Rewrite every entry below, putting "following this format" in place of "matching this form" and changing nothing else. Leave the pictures out of your answer.

** Start of Data supplied **

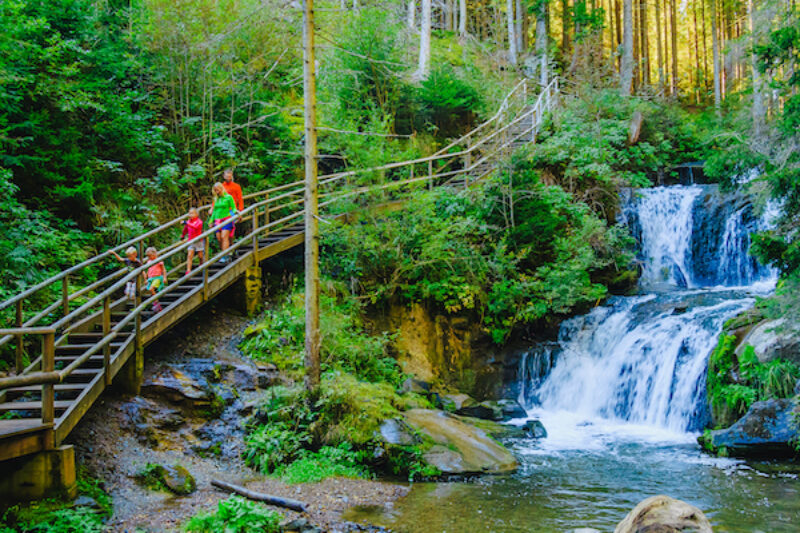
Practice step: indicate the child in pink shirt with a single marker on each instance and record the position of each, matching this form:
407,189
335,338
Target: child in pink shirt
193,228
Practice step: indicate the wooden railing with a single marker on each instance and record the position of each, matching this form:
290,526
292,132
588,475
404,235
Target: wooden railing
466,158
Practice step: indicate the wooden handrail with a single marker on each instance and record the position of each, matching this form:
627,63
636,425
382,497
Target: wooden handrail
48,376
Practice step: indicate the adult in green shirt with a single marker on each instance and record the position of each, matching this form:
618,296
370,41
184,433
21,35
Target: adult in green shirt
223,209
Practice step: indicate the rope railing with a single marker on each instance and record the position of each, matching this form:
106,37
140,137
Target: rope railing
41,371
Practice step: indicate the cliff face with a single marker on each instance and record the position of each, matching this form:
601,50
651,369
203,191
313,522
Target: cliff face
447,349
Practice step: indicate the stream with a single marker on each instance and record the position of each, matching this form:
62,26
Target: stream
622,394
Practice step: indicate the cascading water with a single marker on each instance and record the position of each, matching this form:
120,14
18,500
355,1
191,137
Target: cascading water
642,359
622,389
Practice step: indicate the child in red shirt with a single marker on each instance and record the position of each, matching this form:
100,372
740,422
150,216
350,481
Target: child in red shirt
193,228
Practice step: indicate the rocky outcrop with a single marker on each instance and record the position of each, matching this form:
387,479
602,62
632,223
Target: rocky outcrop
774,339
460,446
662,514
768,427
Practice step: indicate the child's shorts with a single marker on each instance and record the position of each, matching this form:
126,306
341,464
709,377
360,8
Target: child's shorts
155,283
130,289
228,226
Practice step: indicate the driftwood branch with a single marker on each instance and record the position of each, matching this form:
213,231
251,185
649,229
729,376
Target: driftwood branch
288,503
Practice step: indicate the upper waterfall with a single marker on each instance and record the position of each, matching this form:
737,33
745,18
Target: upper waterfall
643,359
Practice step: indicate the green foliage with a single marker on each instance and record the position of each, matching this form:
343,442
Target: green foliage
236,515
280,338
587,152
329,461
735,382
58,516
447,102
469,253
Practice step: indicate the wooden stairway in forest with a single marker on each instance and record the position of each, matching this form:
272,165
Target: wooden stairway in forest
91,335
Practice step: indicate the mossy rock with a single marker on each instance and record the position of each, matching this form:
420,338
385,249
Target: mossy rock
174,478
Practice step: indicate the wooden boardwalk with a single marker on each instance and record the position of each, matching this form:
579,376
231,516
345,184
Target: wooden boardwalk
92,336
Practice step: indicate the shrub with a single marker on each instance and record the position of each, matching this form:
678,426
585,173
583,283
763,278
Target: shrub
236,515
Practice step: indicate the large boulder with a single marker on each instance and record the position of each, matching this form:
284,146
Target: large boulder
774,339
662,514
462,448
768,427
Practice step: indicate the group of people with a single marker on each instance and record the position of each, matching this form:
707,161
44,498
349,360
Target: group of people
227,203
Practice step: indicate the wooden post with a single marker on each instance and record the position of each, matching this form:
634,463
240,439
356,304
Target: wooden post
65,294
205,270
20,339
48,365
312,344
107,347
255,236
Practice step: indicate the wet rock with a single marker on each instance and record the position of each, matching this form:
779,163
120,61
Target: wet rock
476,452
85,501
150,421
774,339
454,402
178,387
767,428
662,514
416,385
299,525
485,410
177,479
511,409
534,428
397,432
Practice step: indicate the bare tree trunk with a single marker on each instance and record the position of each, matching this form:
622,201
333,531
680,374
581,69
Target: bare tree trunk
759,111
715,51
626,66
512,34
424,42
541,41
645,45
659,50
312,343
674,38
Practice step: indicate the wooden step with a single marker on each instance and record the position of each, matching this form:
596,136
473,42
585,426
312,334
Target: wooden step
60,405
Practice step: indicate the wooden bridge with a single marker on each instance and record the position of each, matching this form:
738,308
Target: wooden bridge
93,335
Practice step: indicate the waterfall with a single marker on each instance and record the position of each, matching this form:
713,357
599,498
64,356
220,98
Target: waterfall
643,359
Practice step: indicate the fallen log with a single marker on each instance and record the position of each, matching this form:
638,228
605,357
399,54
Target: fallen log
288,503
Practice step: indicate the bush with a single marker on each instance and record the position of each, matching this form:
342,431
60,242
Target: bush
236,515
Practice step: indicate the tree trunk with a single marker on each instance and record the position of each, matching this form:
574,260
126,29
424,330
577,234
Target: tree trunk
645,45
541,41
424,42
312,343
674,38
512,33
715,52
566,24
626,65
759,111
659,50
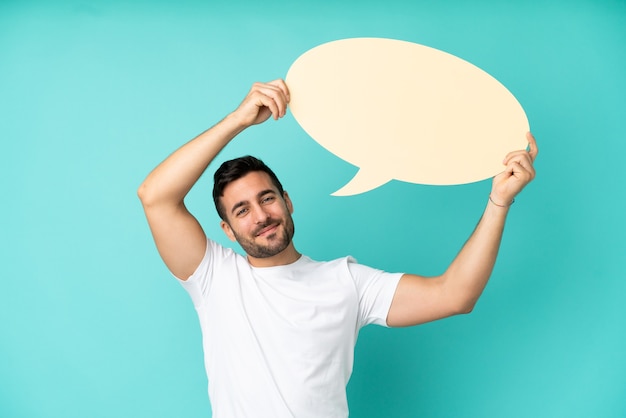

** End of Data supplied **

### Exercise solution
Practice step: indicate the child in pink shirt with a single marker on each instance and record the position of each, following this format:
407,189
335,338
Target: child in pink shirt
193,228
Practice step: indicate the wooden railing with a single marker on each instance and record the position of each, following this format:
290,526
292,132
588,475
404,235
Target: wooden railing
466,158
Practice step: indicate the wooden handrail with a single marker on each instance and record the position of each, following this format:
627,63
636,425
382,497
Target: wooden handrail
48,376
Practice step: indicate the adult in green shirt with a single marker on each instance and record the position of each, following this format:
618,296
370,41
184,433
21,35
Target: adult in green shirt
223,209
Practice step: indicate the rope railing with a single marker on each instance and record the position of each, following this format:
106,37
140,137
Target: rope railing
41,371
Practice step: indicate the cliff face with a single marker on each instance and record the position of each, following this format:
601,50
651,369
203,191
313,522
Target: cliff face
447,349
Practice step: indicate the stream with a single marker on each instance and record the position of each, following this format:
62,26
Target: stream
622,394
Practice step: indicate the cascading water with a single marker on each instance and record the position of each, following this format:
120,14
18,500
355,1
191,137
Target: cascading water
642,359
622,389
Practice step: indicate the child in red shirt with a single marker on each instance and record the position of each, following this format:
100,372
740,422
150,216
350,481
Target: child in red shirt
193,228
Practice step: indicate the rocky outcrop with a single marker on each instance and record the position of each, following this format:
387,479
602,62
632,223
Target: rocky outcrop
774,339
460,446
662,514
768,427
Practice step: indicate the child's shorts with a single marker on each instance and record the position of each, following this format:
126,306
341,464
709,377
360,8
Target: child's shorts
155,283
130,289
228,226
Practice step: indicate the driftwood branch with a single marker on each instance and record the position of each, following this format:
213,231
251,185
649,229
729,376
Target: driftwood branch
288,503
Practice step: indicate the upper waterfall with a single marker on each instance and record the position of each, following this format:
737,33
745,18
Target: upper waterfall
643,359
Practice step: indicate the green foliage with a single marker on each instance and record the position of each, following this format:
343,442
Target: green foliage
236,515
280,338
587,152
329,461
735,382
58,516
447,102
469,253
Practice step: indicate the wooden stairway in forest with a single marker on each instance and record the position of each, following this format:
272,165
Target: wooden stairway in forest
91,335
Practice step: indicate the mossy rock with a single marker on each instance and record the position of each, following this format:
420,338
385,249
Target: mossy rock
174,478
Practice step: indicate the wooden boardwalk with a single marker on each instance and record the position of each, following this format:
579,376
231,516
345,184
Target: wooden boardwalk
92,336
Practice step: indicate the shrub with a single marker on each instance and record the position of each, following this format:
678,426
585,173
583,283
763,278
Target: shrub
236,515
Practice step: indicate the large boulder with a single marker on each instance and record the position of each, following this format:
284,146
Target: large boulder
774,339
662,514
462,448
768,427
Practice step: indicate the group of people with a single marker on each instance and record the position of each, following this format:
707,161
44,498
349,360
Target: group of people
227,203
Practice step: indicate the wooden post with a single marker on each instance and record the position of each, following this format:
634,463
240,439
356,304
Target: wooden post
65,294
205,270
20,339
48,365
312,344
107,347
255,236
Practice step: indicate the wet rock with a single marker on each instance and record the position of each, following this format:
779,163
120,61
Target: wet rock
476,452
85,501
150,421
774,339
454,402
178,387
767,428
662,514
416,385
299,525
485,410
177,479
511,409
534,428
397,432
Practice step: indicate the bare tree trunk with a single marker on each instance and record the position of each, following this format:
622,201
333,531
680,374
581,69
Target: bare tree trunk
759,111
715,51
626,66
512,34
424,42
541,41
645,45
659,50
312,343
674,38
Practice step: indicate the wooden step with a single marker on each instance and record the position of each, following this format:
596,136
473,42
585,426
312,334
Target: wooden step
60,405
Practice step: indicate the wooden bridge with a single marker on each instance and record the position of each, following this format:
738,308
Target: wooden bridge
93,335
Practice step: indicate the waterfall with a single marker on each instance and record the position of each, following this format:
713,357
599,498
64,356
220,98
Target: waterfall
643,359
Practice step: indicate the fallen log with a single marker on each instance and record the position of each, following this format:
638,228
605,357
399,54
Target: fallen log
288,503
Practice step: indicate the bush with a single marker on each instance and record the position of each, following this format:
342,431
60,242
Target: bush
236,515
Practice step: indicate the tree trunk with a single marker on each instance and record the position of each, following this format:
574,260
126,29
424,330
577,234
Target: tree trunk
645,45
541,41
424,42
312,343
674,38
512,33
715,52
566,24
626,65
759,111
659,50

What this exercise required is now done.